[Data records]
+ + + + +
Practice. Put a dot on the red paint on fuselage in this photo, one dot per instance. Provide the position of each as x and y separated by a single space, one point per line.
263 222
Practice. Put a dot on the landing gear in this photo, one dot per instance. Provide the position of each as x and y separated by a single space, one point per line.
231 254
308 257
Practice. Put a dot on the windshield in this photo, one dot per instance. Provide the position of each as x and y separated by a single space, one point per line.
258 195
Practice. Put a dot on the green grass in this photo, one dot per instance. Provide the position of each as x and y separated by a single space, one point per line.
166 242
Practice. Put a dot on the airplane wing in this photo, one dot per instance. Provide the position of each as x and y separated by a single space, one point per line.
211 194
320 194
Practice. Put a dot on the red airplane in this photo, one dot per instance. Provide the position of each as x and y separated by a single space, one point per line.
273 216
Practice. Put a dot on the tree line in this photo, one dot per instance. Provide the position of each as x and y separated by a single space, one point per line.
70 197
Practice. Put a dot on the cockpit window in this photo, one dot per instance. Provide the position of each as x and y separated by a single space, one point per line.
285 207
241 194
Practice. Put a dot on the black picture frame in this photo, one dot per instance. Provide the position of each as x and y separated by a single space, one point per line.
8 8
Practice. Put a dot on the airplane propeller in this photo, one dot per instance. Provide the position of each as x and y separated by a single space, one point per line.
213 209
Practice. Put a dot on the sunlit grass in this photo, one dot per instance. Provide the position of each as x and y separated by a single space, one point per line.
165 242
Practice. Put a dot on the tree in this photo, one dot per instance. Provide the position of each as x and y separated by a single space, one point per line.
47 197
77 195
+ + + + +
▶ [Your instructions]: Convert the rows above into a two-column CSV with the headers instruction and points, using one line for each row. Put each row's text in one quoted field and its answer in another, replacing line breaks with spaces.

▶ [Output of the exercise]:
instruction,points
"Practice. Put a dot on the red paint on fuselage in this photo, one dot per instance. Provide the position of each as x and y separated by a single space, one point per line.","263 222"
"Practice. Put a dot on the landing gear in this photo, one dot per instance. Provide the position of each as x and y separated by a single space, one point per line.","231 254 308 257"
"Practice. Put a dot on the windshield in this photo, one dot per instance. Provide the position of each as x and y separated by a single space, one point per line.","258 195"
"Practice. Put a dot on the green grass in this photo, one dot per instance. Provide the position of each as x and y separated by a single space, one point per line.","166 242"
"Practice. Put a dot on the airplane wing in this photo, one dot per instance. Provide the position of each as x and y separated by a single space, one point per line.","211 194 320 194"
"Practice. Put a dot on the red airplane in this photo, one dot per instance. Provide the position of each as x and y separated by a single space, one point per line.","273 216"
"Practice. Put a dot on the tree line in this photo, one dot per instance. Provide the position of each as x and y separated by a single space, one point per line.","70 197"
"Practice. Put a dot on the cockpit window in this photo, one dot per instance. Provide the position of each as x and y separated by a single space, one point per line.","285 207 241 194"
"Practice. Put a dot on the black picture frame in this photo, one dot per instance. Provide the position of each as x and y separated by a single space, one point per line.","8 8"
"Practice. Put a dot on the airplane propeller in this photo, one dot per instance. Provide the position of each as x and y separated by a single space, one point per line.","213 209"
"Practice. Put a dot on the sunlit grass in this photo, one dot per instance. Provide the position of each as x and y separated by a single space, one point per line.","165 242"
"Practice. Put a dot on the tree in this photo, one dot per instance. Provide the position of each as x and y separated by a single space, one point per line.","47 197 77 195"